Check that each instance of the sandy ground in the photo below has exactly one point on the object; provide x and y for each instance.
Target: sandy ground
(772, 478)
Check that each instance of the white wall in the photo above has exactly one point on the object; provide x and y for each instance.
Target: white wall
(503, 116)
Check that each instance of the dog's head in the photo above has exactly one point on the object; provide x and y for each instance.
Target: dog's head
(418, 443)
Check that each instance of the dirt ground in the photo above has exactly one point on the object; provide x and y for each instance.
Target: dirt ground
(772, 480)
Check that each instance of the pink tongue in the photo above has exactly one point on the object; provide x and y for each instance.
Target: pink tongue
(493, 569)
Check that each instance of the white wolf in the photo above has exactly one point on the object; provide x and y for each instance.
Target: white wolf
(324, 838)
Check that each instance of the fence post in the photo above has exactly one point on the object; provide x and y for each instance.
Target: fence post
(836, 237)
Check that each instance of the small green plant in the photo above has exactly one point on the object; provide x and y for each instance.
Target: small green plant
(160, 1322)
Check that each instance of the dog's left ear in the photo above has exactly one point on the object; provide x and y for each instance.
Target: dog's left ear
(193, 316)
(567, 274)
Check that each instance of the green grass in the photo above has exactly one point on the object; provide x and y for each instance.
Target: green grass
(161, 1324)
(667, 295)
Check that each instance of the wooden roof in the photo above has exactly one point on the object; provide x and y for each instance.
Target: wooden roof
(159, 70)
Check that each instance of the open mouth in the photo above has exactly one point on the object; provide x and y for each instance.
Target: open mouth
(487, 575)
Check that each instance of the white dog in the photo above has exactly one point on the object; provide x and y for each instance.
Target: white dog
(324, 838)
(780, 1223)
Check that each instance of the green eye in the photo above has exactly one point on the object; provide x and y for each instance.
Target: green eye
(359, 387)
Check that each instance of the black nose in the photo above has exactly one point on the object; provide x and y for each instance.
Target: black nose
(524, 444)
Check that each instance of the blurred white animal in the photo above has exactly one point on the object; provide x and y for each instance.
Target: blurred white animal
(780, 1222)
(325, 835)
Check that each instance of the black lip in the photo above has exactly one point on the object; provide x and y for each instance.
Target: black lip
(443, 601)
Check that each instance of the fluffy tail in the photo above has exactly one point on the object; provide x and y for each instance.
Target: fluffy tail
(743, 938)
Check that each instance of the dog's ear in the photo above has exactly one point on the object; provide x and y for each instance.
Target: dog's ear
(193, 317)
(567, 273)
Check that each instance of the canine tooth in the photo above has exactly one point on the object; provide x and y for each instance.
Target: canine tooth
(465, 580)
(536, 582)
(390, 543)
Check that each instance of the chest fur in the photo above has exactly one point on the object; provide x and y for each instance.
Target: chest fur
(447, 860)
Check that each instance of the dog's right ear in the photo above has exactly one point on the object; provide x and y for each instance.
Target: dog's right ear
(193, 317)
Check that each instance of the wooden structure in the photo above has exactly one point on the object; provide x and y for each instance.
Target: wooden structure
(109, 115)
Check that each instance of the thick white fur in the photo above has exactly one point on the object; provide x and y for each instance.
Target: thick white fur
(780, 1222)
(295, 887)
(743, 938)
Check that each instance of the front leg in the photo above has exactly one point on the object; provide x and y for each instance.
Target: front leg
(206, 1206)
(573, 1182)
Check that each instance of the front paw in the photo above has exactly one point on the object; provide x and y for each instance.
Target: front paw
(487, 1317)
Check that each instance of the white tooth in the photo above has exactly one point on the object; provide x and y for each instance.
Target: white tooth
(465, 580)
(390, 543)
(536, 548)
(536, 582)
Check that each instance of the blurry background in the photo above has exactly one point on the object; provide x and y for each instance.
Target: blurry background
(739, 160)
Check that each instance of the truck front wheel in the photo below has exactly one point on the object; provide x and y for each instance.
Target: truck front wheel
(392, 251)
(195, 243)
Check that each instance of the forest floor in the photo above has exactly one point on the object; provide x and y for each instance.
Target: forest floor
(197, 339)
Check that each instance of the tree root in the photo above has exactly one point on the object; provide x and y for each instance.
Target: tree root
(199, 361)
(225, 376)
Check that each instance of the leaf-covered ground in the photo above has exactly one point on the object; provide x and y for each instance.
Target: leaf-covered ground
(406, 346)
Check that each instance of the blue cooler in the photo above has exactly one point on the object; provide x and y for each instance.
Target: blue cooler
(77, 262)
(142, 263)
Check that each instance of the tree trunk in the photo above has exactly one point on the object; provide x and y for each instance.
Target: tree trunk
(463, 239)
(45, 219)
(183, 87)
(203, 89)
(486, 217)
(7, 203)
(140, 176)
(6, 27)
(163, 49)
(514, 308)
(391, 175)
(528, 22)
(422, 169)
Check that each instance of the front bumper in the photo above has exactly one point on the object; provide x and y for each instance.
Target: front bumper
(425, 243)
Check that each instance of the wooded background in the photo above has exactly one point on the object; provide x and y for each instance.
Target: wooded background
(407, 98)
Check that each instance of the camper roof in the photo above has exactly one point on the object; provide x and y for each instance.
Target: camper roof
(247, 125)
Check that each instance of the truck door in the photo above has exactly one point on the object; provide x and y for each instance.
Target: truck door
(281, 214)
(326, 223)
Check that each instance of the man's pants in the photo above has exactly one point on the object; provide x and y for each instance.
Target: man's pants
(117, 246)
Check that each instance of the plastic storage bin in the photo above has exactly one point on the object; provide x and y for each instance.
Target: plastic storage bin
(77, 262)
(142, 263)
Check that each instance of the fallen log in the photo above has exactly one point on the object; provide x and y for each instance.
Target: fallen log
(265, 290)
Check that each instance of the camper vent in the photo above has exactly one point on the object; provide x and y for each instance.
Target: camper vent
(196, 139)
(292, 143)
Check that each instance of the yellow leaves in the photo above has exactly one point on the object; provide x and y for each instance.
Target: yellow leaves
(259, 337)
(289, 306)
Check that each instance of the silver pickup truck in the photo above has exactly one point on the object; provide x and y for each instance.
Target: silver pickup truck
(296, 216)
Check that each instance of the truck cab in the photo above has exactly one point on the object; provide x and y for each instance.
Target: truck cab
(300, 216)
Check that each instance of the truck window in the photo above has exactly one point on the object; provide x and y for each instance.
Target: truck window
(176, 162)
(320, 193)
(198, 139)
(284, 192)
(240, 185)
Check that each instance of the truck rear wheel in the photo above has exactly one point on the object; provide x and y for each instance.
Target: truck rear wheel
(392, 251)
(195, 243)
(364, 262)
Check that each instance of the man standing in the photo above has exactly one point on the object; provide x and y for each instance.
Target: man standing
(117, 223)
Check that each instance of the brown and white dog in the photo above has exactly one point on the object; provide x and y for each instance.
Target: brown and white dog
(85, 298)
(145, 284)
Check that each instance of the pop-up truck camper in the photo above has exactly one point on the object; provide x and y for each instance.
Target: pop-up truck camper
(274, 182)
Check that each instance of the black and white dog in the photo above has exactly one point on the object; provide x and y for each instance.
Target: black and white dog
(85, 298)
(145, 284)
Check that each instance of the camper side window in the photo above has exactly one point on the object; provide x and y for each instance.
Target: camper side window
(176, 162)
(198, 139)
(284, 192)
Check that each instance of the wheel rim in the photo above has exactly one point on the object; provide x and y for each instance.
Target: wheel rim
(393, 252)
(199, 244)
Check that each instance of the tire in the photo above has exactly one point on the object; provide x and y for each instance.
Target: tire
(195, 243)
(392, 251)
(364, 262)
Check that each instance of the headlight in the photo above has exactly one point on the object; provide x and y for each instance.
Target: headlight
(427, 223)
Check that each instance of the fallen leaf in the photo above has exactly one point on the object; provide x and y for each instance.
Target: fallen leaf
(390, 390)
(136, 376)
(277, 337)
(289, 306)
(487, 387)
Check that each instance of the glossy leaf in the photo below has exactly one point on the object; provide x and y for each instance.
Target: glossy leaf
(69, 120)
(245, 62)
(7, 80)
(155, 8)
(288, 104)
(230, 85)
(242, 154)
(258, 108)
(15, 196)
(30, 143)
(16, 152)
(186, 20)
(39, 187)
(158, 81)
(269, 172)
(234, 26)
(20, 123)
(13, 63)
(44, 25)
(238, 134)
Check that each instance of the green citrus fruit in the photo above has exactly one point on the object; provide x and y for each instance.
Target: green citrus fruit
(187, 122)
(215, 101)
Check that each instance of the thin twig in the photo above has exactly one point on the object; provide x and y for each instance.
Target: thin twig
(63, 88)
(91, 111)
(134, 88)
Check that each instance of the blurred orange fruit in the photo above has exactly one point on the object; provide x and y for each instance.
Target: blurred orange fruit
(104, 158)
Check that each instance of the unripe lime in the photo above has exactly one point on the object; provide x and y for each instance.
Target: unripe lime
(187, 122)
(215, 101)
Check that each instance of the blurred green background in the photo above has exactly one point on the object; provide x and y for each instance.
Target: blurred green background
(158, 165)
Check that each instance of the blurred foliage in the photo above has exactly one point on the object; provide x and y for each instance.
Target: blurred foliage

○ ○ ○ ○

● Work instruction:
Starting at the first line of the material above, reproduce each line exactly up to and including the line with "Check that each instance of the green grass".

● Task result:
Check that each instance of the sandy ground in the photo below has exactly one point on the object; provide x and y for each instance.
Target: sandy ground
(772, 478)
Check that each instance of the white wall in the photo above has exactly one point on the object; provide x and y for each instance.
Target: white wall
(503, 116)
Check that each instance of the dog's head in the photo above has exactly one point on the object; provide x and y for each instance.
Target: dog's head
(418, 443)
Check that each instance of the dirt ground in the photo above has exactly one point on the object; provide x and y for each instance.
Target: dirt ground
(772, 480)
Check that each instance of the pink tongue in the photo above has exactly one point on the object; provide x and y for each instance.
Target: pink tongue
(493, 569)
Check that each instance of the white wolf in the photo above has exactly one point on the object; provide x and y for each instance.
Target: white wolf
(324, 838)
Check that each instance of the fence post in the photo above has exactly one point on the object; provide x and y for each instance.
Target: fence post
(836, 237)
Check that each instance of the small green plant in the photo above has exactly one point on the object; provide x and y for each instance.
Target: small green plant
(160, 1322)
Check that each instance of the dog's left ear in the photo above has exactly one point on the object; provide x and y for each instance.
Target: dog's left ear
(193, 316)
(567, 274)
Check that each instance of the green grass in the photo above has exactly one point on the object; provide x and y for each instance.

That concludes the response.